**TEXT**

--- Start ---

Patrick, do you fancy refactoring topology again?

#### Mario Carneiro (Jun 26 2019 at 16:47):

There is also `data.analysis.topology`

which has "computational realizers" for topologies and filters

#### Mario Carneiro (Jun 26 2019 at 16:48):

basically a computable top basis

#### Mario Carneiro (Jun 26 2019 at 16:48):

which works even on "real world" topologies like the reals

#### Kevin Buzzard (Jun 26 2019 at 20:56):

I've just come back to this. So I think

theorem nhds_coinduced {α β : Type} [T : topological_space α] (f : α → β) (a : α) : @nhds β (topological_space.coinduced f T) (f a) = map f (nhds a)

--- End ---

**ROWS**

--- Start ---

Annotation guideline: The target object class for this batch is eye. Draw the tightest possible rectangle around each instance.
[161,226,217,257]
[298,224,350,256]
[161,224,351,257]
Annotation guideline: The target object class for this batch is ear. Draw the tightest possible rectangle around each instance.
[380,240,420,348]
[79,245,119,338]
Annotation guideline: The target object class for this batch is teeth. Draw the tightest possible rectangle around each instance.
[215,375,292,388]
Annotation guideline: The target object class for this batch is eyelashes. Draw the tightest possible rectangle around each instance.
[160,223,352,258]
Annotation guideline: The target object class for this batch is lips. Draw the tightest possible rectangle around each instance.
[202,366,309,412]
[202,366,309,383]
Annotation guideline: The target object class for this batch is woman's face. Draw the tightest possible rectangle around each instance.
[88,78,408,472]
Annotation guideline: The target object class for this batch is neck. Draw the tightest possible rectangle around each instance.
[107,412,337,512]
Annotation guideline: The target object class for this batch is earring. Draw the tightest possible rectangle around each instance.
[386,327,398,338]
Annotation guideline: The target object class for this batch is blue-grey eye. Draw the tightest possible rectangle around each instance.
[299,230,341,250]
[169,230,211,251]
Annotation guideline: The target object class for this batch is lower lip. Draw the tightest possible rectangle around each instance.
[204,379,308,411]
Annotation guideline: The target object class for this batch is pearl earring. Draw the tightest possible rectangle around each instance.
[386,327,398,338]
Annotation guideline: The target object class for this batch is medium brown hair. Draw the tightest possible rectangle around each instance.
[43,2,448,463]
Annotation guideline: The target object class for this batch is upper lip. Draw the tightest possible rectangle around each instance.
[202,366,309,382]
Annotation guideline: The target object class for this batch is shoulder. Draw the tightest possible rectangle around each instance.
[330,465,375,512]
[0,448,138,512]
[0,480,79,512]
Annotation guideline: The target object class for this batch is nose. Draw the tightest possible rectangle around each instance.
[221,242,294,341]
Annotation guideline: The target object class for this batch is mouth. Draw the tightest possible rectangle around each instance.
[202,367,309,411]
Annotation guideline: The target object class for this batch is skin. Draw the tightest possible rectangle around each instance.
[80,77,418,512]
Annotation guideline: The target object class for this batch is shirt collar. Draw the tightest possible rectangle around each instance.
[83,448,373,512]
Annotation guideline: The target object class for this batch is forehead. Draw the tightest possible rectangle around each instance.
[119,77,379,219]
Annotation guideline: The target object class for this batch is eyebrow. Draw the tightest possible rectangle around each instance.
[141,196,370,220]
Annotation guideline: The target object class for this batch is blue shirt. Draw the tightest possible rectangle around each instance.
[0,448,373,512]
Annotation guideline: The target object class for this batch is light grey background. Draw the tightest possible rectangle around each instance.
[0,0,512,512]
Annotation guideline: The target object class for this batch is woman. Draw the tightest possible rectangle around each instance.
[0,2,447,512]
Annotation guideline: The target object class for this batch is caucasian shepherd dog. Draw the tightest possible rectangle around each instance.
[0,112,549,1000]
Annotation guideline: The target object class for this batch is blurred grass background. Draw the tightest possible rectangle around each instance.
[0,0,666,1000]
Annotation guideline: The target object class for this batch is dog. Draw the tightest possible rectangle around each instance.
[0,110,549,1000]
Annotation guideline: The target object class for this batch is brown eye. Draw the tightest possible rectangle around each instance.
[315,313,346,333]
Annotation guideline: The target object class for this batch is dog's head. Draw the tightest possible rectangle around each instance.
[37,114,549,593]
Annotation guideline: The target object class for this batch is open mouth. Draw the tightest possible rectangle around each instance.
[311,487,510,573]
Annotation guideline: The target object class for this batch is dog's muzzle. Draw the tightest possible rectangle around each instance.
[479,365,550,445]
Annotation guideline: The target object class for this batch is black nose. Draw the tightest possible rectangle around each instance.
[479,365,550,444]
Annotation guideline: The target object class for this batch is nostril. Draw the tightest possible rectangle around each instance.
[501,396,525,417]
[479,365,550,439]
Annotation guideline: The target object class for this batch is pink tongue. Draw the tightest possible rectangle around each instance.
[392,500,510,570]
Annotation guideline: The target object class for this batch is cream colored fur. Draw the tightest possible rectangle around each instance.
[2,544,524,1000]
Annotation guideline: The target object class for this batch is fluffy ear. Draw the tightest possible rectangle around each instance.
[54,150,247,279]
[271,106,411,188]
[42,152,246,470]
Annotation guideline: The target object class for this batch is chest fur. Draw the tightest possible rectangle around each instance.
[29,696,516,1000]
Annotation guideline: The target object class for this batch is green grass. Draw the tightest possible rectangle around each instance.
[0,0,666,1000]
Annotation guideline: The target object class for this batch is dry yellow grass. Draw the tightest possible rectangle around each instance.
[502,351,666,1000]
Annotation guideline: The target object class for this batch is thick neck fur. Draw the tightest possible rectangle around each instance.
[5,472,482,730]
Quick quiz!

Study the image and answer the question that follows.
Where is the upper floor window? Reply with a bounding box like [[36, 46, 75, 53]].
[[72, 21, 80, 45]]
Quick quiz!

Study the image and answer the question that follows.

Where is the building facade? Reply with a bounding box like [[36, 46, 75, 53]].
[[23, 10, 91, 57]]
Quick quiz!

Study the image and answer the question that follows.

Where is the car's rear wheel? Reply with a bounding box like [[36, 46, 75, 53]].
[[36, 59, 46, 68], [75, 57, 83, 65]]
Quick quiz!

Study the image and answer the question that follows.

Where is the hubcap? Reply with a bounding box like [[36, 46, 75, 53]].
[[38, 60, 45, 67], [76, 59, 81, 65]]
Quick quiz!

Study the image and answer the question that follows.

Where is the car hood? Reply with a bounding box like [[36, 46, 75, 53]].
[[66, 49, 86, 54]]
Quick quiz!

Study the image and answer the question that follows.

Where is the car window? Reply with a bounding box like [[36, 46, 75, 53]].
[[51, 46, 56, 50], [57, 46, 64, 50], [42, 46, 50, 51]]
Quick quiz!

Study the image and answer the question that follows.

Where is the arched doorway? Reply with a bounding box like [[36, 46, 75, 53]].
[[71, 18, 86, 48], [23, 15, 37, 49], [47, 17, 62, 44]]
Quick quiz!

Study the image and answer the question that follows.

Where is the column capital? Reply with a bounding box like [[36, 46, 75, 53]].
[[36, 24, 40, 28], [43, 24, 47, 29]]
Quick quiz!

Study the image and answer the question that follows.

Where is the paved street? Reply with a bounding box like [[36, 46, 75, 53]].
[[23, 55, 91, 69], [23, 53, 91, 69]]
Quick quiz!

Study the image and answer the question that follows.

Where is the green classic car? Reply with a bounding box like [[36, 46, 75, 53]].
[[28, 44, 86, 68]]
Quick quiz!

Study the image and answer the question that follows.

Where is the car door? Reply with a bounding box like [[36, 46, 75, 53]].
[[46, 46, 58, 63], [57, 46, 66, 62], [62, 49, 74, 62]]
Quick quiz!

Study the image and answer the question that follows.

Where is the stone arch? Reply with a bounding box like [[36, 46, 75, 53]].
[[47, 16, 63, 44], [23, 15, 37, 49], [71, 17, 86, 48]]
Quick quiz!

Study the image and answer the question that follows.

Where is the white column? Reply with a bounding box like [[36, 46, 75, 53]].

--- End ---

**WRITTEN INSTRUCTION**
Reproduce the topology thread word for word between "which works even" and "map f (nhds a)", inclusive. Work only from the topology thread.

**SOLUTION FOR THIS TASK**
which works even on "real world" topologies like the reals

#### Kevin Buzzard (Jun 26 2019 at 20:56):

I've just come back to this. So I think

theorem nhds_coinduced {α β : Type} [T : topological_space α] (f : α → β) (a : α) : @nhds β (topological_space.coinduced f T) (f a) = map f (nhds a)